● WHAT THE TASK ASKS: Beginning at the line that contains "Could you spot the hanging", repeat every line of the listing exactly through the final one.

----

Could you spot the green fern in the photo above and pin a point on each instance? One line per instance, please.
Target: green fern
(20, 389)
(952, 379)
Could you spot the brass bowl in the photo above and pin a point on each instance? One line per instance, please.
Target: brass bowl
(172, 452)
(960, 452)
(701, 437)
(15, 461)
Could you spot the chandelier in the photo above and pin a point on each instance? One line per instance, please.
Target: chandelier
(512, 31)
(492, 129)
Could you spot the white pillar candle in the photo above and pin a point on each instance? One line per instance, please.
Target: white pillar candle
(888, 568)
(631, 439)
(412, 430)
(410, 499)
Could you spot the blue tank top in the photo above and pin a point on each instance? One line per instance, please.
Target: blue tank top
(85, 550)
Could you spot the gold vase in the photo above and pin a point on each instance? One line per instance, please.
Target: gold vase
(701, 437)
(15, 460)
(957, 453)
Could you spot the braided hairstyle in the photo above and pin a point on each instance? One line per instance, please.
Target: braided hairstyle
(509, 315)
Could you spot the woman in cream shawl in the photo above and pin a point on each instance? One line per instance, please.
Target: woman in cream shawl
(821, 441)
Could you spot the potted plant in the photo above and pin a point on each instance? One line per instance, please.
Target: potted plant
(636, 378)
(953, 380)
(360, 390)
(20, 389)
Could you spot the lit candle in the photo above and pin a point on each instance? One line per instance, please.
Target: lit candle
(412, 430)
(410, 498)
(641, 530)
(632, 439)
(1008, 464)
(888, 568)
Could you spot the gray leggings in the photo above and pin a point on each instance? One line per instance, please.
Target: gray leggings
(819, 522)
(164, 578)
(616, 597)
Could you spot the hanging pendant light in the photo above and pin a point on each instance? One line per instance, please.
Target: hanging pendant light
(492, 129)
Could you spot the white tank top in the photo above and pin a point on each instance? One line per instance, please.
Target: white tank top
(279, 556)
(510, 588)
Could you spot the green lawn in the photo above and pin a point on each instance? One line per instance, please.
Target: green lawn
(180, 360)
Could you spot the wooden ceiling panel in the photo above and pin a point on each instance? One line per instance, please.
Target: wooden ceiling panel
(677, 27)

----

● TASK RESULT:
Could you spot the hanging pendant light in the photo above and pin a point on each instance? One line per instance, please.
Target: hanging pendant light
(492, 129)
Could you spot the white tank top in the photo above and pin a point on each instance? One line per instance, please.
Target: white tank top
(279, 556)
(510, 588)
Could you spot the green lawn in the photo above and pin a point on each instance? One line per instance, please.
Target: green lawn
(180, 360)
Could you spot the wooden ceiling panel in the photo above and pin a point on each instance? One line per instance, please.
Target: wooden ceiling panel
(677, 27)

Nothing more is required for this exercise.